## Goal of the exercise
Switch "crowd of people" to "group of people" and give back everything from the first of the rows down to the line containing "1213,267 -> 1271,435". Leave everything else unchanged.

--*--

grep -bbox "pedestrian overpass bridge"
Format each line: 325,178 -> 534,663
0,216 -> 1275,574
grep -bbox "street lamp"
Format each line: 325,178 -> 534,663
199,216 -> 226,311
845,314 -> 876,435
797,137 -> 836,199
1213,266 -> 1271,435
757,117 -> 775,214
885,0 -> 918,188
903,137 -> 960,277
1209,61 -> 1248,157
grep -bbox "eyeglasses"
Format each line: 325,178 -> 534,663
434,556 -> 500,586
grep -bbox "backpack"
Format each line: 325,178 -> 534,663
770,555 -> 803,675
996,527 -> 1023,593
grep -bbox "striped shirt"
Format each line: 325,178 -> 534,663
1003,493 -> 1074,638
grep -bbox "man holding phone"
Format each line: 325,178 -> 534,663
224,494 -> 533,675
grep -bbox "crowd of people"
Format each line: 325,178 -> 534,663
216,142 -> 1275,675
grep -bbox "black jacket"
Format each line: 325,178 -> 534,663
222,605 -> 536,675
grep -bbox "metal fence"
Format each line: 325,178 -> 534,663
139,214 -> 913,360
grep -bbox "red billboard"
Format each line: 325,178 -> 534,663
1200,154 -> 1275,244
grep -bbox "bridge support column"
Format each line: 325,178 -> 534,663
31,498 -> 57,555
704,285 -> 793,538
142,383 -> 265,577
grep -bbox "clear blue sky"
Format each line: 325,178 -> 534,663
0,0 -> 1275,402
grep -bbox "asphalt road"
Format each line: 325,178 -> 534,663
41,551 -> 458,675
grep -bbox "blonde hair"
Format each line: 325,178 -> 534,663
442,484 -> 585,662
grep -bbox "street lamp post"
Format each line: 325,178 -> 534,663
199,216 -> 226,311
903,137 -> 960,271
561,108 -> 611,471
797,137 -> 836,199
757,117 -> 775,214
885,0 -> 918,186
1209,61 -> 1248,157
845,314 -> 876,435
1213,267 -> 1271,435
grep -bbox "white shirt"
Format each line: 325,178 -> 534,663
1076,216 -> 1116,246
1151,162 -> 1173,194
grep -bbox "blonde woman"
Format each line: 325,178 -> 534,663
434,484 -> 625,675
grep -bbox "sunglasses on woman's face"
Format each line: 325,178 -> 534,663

--*--

## Task output
grep -bbox "pedestrian overpass bridge"
Format each line: 325,178 -> 534,663
0,216 -> 1275,574
grep -bbox "street lamp"
Format each line: 325,178 -> 534,663
199,216 -> 226,311
845,314 -> 876,435
797,137 -> 836,199
1213,266 -> 1271,435
757,117 -> 775,214
885,0 -> 918,188
903,137 -> 960,277
1209,61 -> 1248,157
grep -bbox "eyeglasses"
Format each line: 325,178 -> 534,663
434,556 -> 500,586
grep -bbox "backpack"
Format each line: 325,178 -> 534,663
770,555 -> 803,675
996,527 -> 1023,593
grep -bbox "striped shirt"
Format each line: 325,178 -> 534,663
1003,493 -> 1074,638
grep -bbox "man holding phone"
Format each line: 325,178 -> 534,663
224,494 -> 533,675
grep -bbox "group of people"
Format each line: 325,178 -> 534,663
216,142 -> 1275,675
grep -bbox "black jacket"
Format each line: 325,178 -> 534,663
222,605 -> 536,675
grep -bbox "metal fence"
Format each line: 325,178 -> 534,663
139,214 -> 913,360
grep -bbox "red billboard"
Format each line: 325,178 -> 534,663
1200,154 -> 1275,244
grep -bbox "bridge support column"
Format each line: 325,178 -> 534,663
31,498 -> 57,555
704,285 -> 793,538
142,383 -> 265,577
grep -bbox "clear blue sky"
Format each line: 325,178 -> 534,663
0,0 -> 1275,402
grep -bbox "asphalt road"
Format each line: 325,178 -> 534,663
41,551 -> 458,675
grep -bbox "blonde hair"
Format each line: 325,178 -> 534,663
442,484 -> 585,662
grep -bbox "street lamp post"
Format each line: 325,178 -> 534,663
199,216 -> 226,311
903,137 -> 960,271
561,108 -> 611,471
797,137 -> 836,199
757,117 -> 775,214
885,0 -> 918,186
1209,61 -> 1248,157
845,314 -> 876,435
1213,267 -> 1271,435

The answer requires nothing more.